[Dataset records giving object locations]
********************
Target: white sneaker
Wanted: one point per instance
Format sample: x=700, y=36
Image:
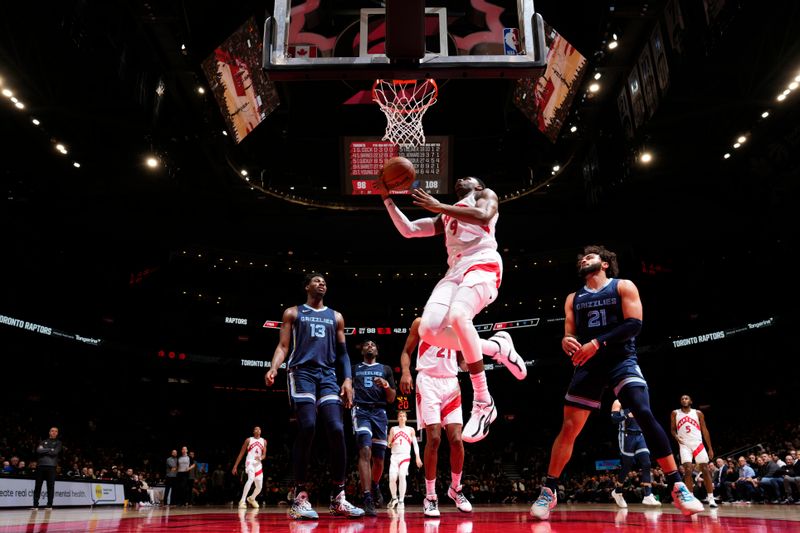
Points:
x=430, y=507
x=651, y=500
x=545, y=503
x=462, y=503
x=341, y=507
x=620, y=499
x=508, y=356
x=301, y=508
x=685, y=500
x=477, y=427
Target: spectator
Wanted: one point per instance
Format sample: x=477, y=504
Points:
x=47, y=452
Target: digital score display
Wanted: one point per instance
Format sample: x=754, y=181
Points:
x=364, y=158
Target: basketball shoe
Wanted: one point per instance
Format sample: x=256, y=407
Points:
x=508, y=356
x=461, y=501
x=483, y=414
x=301, y=508
x=685, y=500
x=341, y=507
x=544, y=504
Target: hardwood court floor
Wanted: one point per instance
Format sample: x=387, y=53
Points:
x=484, y=519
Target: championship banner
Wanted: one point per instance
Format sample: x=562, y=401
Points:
x=648, y=77
x=18, y=492
x=660, y=58
x=242, y=90
x=546, y=101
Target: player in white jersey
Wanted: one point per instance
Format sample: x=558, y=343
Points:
x=256, y=449
x=401, y=439
x=470, y=284
x=438, y=404
x=689, y=429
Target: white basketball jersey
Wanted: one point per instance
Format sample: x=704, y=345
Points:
x=688, y=426
x=256, y=450
x=435, y=361
x=401, y=444
x=468, y=241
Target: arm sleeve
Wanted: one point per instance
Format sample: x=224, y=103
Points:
x=343, y=359
x=629, y=328
x=424, y=227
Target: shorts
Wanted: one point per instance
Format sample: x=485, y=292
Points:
x=398, y=464
x=632, y=445
x=313, y=385
x=590, y=380
x=370, y=426
x=254, y=469
x=438, y=401
x=693, y=451
x=486, y=273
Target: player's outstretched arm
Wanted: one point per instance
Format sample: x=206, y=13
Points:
x=406, y=381
x=241, y=454
x=289, y=316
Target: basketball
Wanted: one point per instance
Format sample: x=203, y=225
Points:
x=398, y=174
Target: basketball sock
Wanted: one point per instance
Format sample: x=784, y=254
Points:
x=430, y=487
x=480, y=387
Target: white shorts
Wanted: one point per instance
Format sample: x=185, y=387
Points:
x=485, y=274
x=254, y=470
x=438, y=401
x=399, y=464
x=693, y=451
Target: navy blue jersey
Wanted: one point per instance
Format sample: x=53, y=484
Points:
x=599, y=312
x=629, y=423
x=313, y=338
x=364, y=388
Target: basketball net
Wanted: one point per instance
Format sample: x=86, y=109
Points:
x=404, y=103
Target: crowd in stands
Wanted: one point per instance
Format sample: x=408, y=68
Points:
x=766, y=470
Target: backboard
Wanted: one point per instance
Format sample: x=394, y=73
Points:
x=347, y=39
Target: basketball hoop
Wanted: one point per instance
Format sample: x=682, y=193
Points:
x=404, y=103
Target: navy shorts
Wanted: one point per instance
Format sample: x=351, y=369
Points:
x=632, y=445
x=591, y=380
x=313, y=385
x=370, y=426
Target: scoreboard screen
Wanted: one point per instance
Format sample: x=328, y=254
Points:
x=364, y=158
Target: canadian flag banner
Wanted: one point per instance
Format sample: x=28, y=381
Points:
x=302, y=50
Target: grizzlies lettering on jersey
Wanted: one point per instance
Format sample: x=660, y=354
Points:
x=363, y=383
x=598, y=312
x=313, y=338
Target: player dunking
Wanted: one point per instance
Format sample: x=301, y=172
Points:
x=438, y=404
x=470, y=284
x=600, y=328
x=633, y=450
x=401, y=439
x=316, y=333
x=689, y=429
x=256, y=449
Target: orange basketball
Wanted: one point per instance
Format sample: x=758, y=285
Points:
x=398, y=174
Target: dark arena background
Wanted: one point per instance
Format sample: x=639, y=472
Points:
x=155, y=227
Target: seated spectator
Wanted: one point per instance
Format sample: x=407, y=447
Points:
x=791, y=476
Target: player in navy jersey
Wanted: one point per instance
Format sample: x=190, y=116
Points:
x=374, y=387
x=602, y=320
x=318, y=351
x=633, y=451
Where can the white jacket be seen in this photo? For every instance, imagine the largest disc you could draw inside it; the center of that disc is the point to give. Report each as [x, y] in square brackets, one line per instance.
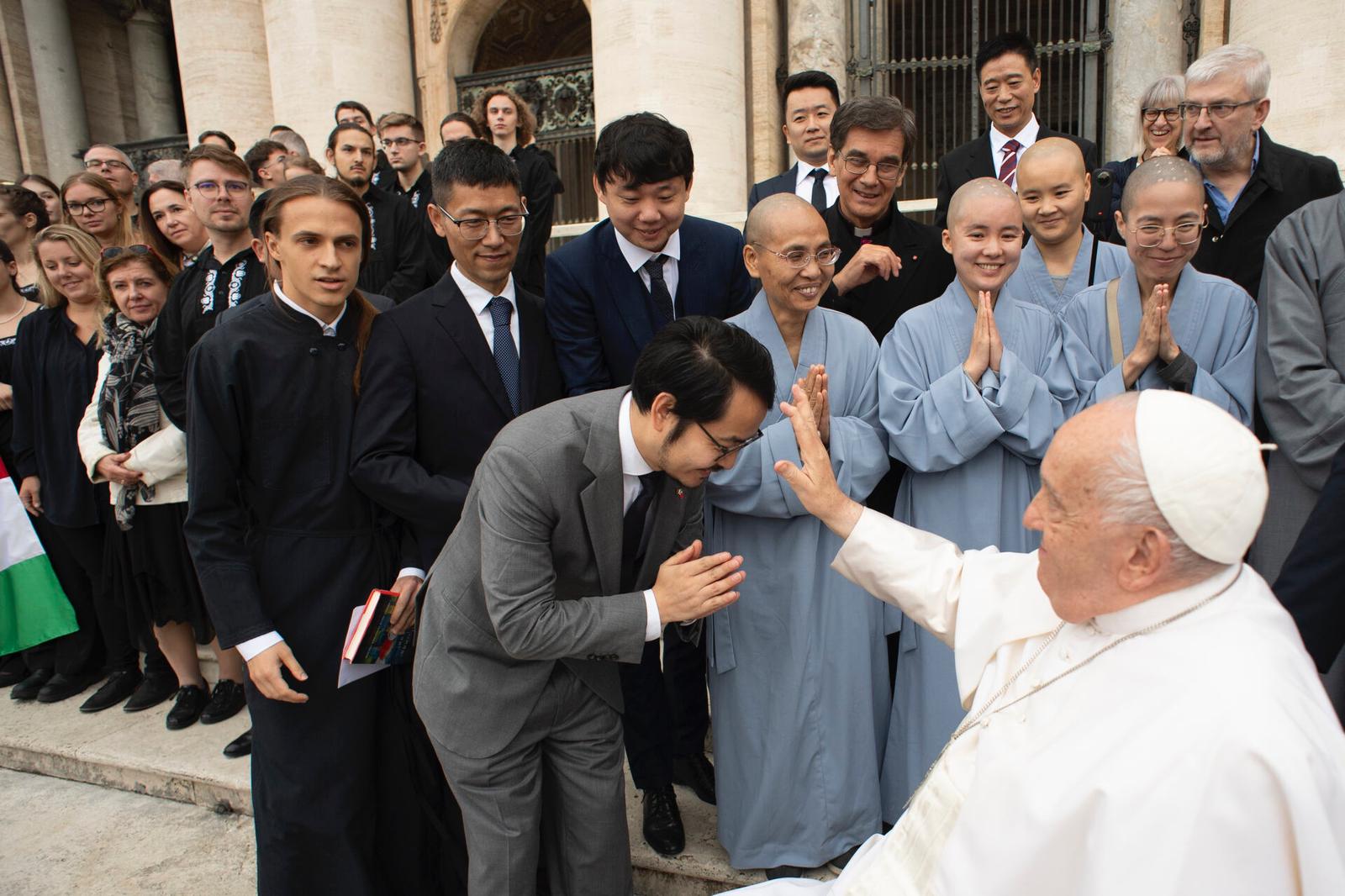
********************
What is required: Echo the lines of the material from the line containing "Target: digital score display" through the line containing "x=766, y=470", both included, and nothing else.

Finished answer:
Target: digital score display
Wanted: one point per instance
Format sample: x=754, y=181
Points:
x=364, y=158
Target: basketball shoe
Wanted: one point per instance
Format sample: x=256, y=407
Points:
x=508, y=356
x=461, y=501
x=483, y=414
x=301, y=508
x=685, y=500
x=341, y=507
x=544, y=504
Target: hardwood court floor
Wanted: one point per instance
Format sample: x=387, y=53
Points:
x=484, y=519
Target: championship banner
Wanted: one point per instance
Format sample: x=562, y=401
Points:
x=648, y=77
x=18, y=492
x=660, y=58
x=242, y=90
x=546, y=101
Target: player in white jersey
Wanted: one point per instance
Format sample: x=558, y=343
Points:
x=256, y=449
x=401, y=439
x=470, y=284
x=438, y=404
x=689, y=429
Target: white basketball jersey
Wanted: one point per instance
Format sample: x=704, y=345
Points:
x=688, y=426
x=256, y=450
x=435, y=361
x=401, y=444
x=468, y=241
Target: arm sleeve
Wanted: one point per instance
Format sample: x=224, y=103
Points:
x=343, y=359
x=629, y=328
x=424, y=227
Target: shorts
Wanted: one point per instance
Format sample: x=485, y=292
Points:
x=398, y=464
x=632, y=445
x=313, y=385
x=590, y=380
x=370, y=426
x=254, y=469
x=438, y=401
x=693, y=451
x=486, y=273
Target: player's outstretched arm
Wanted: one point per instance
Format sample: x=206, y=13
Points:
x=406, y=381
x=241, y=454
x=289, y=316
Target: basketball
Wanted: one point per instance
Format sample: x=203, y=225
Points:
x=398, y=174
Target: basketball sock
Wanted: one point per instance
Format sample: x=784, y=254
Points:
x=430, y=487
x=480, y=387
Target: white shorts
Wanted: one point per instance
Format sample: x=185, y=387
Points:
x=485, y=274
x=254, y=470
x=438, y=401
x=399, y=464
x=693, y=451
Target: navy blue jersey
Wanted: one point per instance
Format sample: x=53, y=484
Points:
x=599, y=312
x=629, y=423
x=313, y=338
x=364, y=388
Target: basketball net
Wanted: one point per instance
Format sample: x=86, y=109
Points:
x=404, y=103
Target: crowd in stands
Wanted: one point per instance
Format sample: x=408, y=68
Points:
x=766, y=470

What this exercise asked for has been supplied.